[Natural-language object grounding data]
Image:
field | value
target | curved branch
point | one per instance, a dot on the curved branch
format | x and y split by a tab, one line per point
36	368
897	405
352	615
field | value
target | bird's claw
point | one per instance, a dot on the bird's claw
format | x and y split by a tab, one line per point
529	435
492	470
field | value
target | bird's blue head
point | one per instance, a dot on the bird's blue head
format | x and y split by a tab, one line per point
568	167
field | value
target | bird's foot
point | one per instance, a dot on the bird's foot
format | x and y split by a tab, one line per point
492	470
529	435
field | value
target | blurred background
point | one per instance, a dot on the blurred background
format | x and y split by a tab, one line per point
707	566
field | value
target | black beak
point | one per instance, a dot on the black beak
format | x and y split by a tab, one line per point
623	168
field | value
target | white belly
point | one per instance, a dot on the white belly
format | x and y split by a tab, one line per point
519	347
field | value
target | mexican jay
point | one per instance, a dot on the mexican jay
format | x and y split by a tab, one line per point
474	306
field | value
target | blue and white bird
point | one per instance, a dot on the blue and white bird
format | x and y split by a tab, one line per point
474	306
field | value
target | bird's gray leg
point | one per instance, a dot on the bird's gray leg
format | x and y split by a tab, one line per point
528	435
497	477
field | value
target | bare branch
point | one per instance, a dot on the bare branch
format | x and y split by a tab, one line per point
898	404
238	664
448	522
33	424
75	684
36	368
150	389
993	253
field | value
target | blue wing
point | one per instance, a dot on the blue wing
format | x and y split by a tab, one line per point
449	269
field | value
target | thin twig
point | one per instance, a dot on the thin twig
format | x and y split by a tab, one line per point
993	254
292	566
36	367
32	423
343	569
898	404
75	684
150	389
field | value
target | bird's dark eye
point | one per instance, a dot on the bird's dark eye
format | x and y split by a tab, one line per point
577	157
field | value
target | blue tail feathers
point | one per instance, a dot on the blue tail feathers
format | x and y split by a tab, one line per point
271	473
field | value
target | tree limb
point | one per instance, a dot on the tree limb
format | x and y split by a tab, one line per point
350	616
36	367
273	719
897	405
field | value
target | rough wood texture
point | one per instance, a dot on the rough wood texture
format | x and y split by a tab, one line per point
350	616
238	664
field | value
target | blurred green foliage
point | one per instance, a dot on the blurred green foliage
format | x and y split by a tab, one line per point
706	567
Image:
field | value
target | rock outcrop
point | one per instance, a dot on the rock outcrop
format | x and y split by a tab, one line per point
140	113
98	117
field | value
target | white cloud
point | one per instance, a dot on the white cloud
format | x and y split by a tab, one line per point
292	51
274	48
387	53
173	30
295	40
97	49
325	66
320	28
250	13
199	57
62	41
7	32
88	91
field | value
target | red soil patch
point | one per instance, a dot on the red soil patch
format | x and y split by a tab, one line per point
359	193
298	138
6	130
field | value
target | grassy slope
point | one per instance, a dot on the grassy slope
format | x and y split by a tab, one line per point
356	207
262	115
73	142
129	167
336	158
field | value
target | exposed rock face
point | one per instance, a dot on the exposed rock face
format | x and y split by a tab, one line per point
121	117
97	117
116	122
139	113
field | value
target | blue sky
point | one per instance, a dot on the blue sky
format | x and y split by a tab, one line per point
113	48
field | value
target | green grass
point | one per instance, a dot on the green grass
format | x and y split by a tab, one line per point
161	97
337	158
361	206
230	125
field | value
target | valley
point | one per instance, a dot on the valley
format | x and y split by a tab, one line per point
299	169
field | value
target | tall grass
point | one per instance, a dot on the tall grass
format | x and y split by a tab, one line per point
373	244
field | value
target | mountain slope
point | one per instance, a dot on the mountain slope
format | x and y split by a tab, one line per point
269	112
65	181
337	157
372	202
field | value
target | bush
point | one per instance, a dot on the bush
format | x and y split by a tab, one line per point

Exercise goal:
Above are the lines; repeat exactly the ones from the line containing "point | one per instance, a dot on the blue and" down to the line containing "point | one per instance, a dot on the blue tail", both inclusive.

Your response:
point | one per instance, a dot on the blue and white bird
format | x and y split by a tab, one line per point
474	306
field | value
target | bird's gray leg
point | one per instance, a dot on the bird's gray leg
format | x and y split by a tab, one line per point
528	435
497	477
field | value
target | bare branch
point | one per instance, a dot on the bare branch
format | x and y split by a tab, one line per point
898	404
238	664
448	522
33	424
75	684
36	368
150	389
993	253
field | value
target | blue wing
point | one per instance, a dot on the blue wing
format | x and y split by a tab, one line per point
449	269
field | value
target | thin twig
point | one per instance, a dot on the thin twig
format | x and y split by a tab, one line per point
993	254
292	566
36	367
32	423
343	569
898	404
75	684
150	389
field | value
target | bird's dark eye
point | one per instance, a dot on the bird's dark eye
format | x and y split by a tab, one line per point
577	157
field | value
target | blue tail feathers
point | one per instance, a dot on the blue tail feathers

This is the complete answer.